— Start of Material supplied —

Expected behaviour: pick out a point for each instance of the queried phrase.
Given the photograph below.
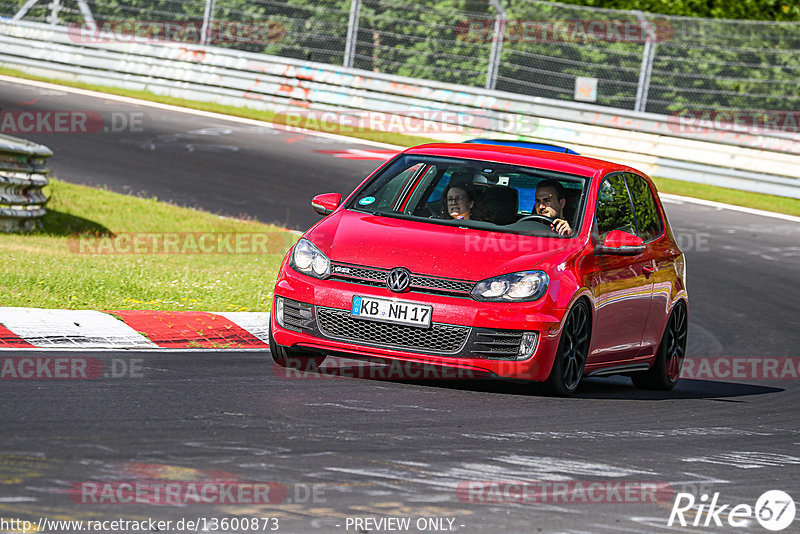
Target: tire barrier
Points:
(23, 174)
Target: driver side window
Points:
(614, 207)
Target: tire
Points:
(292, 358)
(573, 348)
(666, 369)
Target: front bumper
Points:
(482, 338)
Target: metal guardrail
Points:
(23, 174)
(763, 163)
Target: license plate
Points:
(391, 311)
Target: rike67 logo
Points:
(774, 510)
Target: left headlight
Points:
(308, 259)
(514, 287)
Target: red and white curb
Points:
(35, 328)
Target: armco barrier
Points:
(752, 162)
(23, 174)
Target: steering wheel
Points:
(538, 218)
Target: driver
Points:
(550, 201)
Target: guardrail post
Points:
(497, 44)
(208, 17)
(647, 64)
(23, 174)
(55, 9)
(352, 33)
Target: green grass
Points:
(729, 196)
(47, 269)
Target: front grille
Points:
(439, 338)
(497, 344)
(419, 283)
(297, 316)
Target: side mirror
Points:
(621, 243)
(325, 203)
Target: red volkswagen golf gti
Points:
(501, 261)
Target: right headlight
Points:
(515, 287)
(308, 259)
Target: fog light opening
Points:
(527, 345)
(279, 311)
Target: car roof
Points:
(523, 144)
(579, 165)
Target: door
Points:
(622, 285)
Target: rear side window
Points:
(648, 220)
(614, 206)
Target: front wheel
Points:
(572, 351)
(666, 368)
(292, 358)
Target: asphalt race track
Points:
(338, 448)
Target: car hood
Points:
(428, 248)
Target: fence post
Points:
(208, 16)
(497, 44)
(352, 33)
(648, 55)
(55, 9)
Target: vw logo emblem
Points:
(398, 280)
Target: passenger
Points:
(550, 202)
(459, 201)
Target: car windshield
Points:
(477, 194)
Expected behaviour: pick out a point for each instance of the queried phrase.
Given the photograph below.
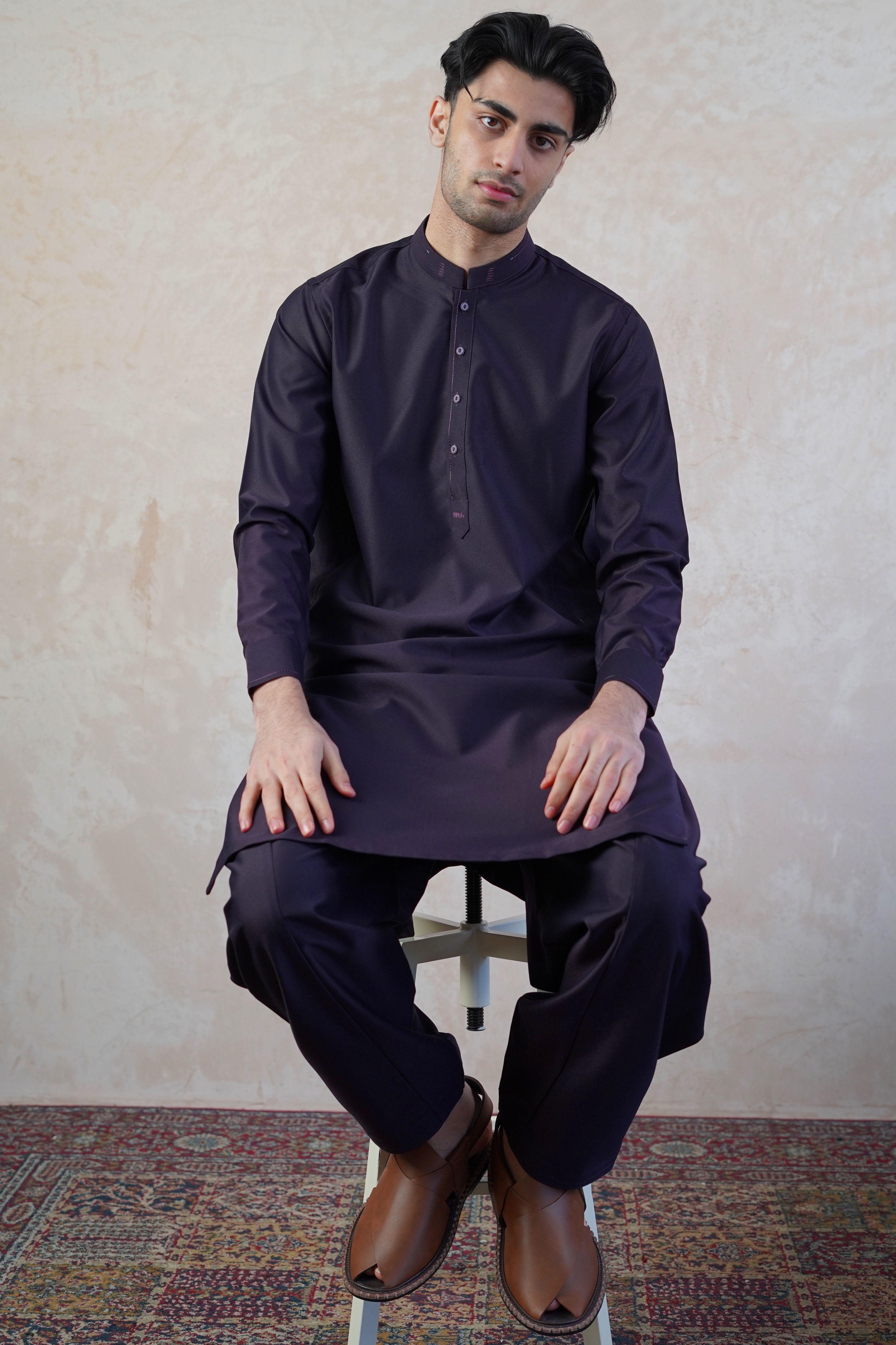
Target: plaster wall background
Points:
(169, 174)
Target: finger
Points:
(336, 771)
(313, 787)
(248, 804)
(625, 787)
(575, 762)
(272, 805)
(606, 787)
(297, 799)
(557, 758)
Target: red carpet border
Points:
(188, 1227)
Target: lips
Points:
(496, 192)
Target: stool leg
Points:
(366, 1317)
(365, 1323)
(600, 1331)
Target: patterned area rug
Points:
(195, 1227)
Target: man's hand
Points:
(291, 747)
(598, 759)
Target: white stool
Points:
(473, 941)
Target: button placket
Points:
(460, 387)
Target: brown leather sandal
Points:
(546, 1250)
(409, 1222)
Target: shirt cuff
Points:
(636, 670)
(272, 658)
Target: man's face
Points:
(504, 144)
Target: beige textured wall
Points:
(170, 173)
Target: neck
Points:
(463, 244)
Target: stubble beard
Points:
(481, 214)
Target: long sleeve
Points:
(641, 536)
(291, 439)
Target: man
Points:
(460, 560)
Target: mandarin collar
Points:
(497, 271)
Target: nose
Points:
(508, 151)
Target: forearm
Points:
(621, 698)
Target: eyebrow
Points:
(543, 127)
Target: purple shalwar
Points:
(460, 517)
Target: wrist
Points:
(624, 698)
(283, 693)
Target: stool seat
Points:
(473, 942)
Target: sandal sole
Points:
(480, 1164)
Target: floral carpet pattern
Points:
(190, 1227)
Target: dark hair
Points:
(530, 42)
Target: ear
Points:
(566, 155)
(440, 118)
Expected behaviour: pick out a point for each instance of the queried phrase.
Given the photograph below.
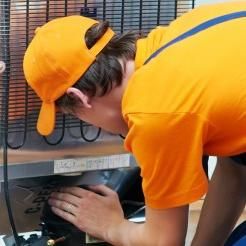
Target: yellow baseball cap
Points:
(56, 58)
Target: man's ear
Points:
(79, 95)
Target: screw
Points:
(52, 242)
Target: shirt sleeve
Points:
(168, 149)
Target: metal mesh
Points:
(19, 105)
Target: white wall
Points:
(199, 2)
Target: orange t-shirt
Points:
(188, 101)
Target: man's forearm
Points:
(127, 234)
(223, 204)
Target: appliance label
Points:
(91, 163)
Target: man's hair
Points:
(106, 72)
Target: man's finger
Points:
(61, 213)
(102, 189)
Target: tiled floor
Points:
(194, 217)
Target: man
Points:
(178, 94)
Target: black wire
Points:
(5, 29)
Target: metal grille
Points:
(18, 19)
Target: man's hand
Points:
(101, 216)
(95, 214)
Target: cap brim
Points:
(46, 119)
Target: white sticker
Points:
(91, 163)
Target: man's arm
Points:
(101, 216)
(223, 204)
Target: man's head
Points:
(73, 52)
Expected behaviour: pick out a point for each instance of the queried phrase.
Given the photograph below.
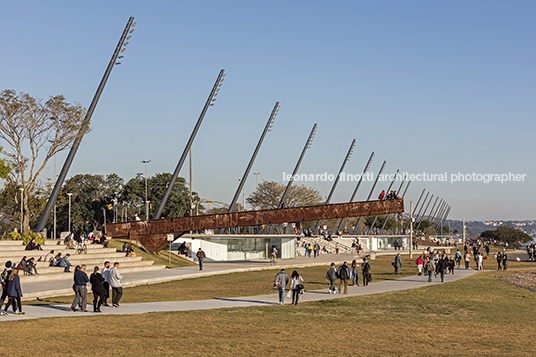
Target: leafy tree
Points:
(34, 131)
(269, 193)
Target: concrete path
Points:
(412, 282)
(64, 287)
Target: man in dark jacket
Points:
(331, 277)
(442, 266)
(80, 289)
(344, 274)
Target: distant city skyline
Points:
(429, 87)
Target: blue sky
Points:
(428, 86)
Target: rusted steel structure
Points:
(152, 234)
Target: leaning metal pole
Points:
(370, 193)
(357, 186)
(419, 212)
(388, 190)
(424, 212)
(70, 157)
(384, 222)
(267, 128)
(346, 159)
(307, 146)
(169, 188)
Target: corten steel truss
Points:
(152, 234)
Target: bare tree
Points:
(34, 132)
(269, 193)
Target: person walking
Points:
(97, 287)
(331, 277)
(467, 258)
(201, 256)
(106, 284)
(505, 258)
(344, 274)
(429, 269)
(419, 263)
(80, 289)
(365, 268)
(281, 281)
(442, 266)
(115, 283)
(4, 277)
(398, 264)
(14, 293)
(353, 273)
(296, 286)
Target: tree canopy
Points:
(33, 132)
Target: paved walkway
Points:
(412, 282)
(64, 287)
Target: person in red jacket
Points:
(382, 195)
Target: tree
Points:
(34, 132)
(269, 193)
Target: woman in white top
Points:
(296, 285)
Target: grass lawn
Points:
(160, 258)
(235, 285)
(476, 316)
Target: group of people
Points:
(100, 286)
(390, 196)
(344, 273)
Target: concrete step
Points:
(41, 253)
(51, 270)
(124, 268)
(73, 257)
(95, 261)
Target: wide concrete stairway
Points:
(96, 256)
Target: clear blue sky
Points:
(429, 86)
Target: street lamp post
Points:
(69, 194)
(256, 179)
(21, 211)
(146, 202)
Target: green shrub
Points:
(26, 238)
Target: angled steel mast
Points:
(169, 188)
(357, 186)
(346, 159)
(70, 157)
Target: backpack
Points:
(4, 276)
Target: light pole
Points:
(69, 194)
(256, 179)
(21, 212)
(146, 202)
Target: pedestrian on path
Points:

— End of Material supplied —

Directions:
Can you print the stretch of rows above from the line containing "Target: concrete step" through the last row, both ends included, reproducing every line verbatim?

Answer:
Target: concrete step
Points:
(41, 253)
(51, 270)
(124, 268)
(73, 257)
(95, 261)
Target: wide concrete stairway
Points:
(96, 256)
Target: clear blue sky
Points:
(429, 86)
Target: street lamp post
Points:
(69, 194)
(256, 179)
(21, 211)
(146, 202)
Target: green shrub
Points:
(26, 238)
Target: angled steel mast
Points:
(169, 188)
(357, 186)
(346, 159)
(70, 157)
Target: backpack
Points:
(4, 276)
Target: light pole
Points:
(69, 194)
(256, 179)
(21, 212)
(146, 202)
Target: pedestrian on path
Points:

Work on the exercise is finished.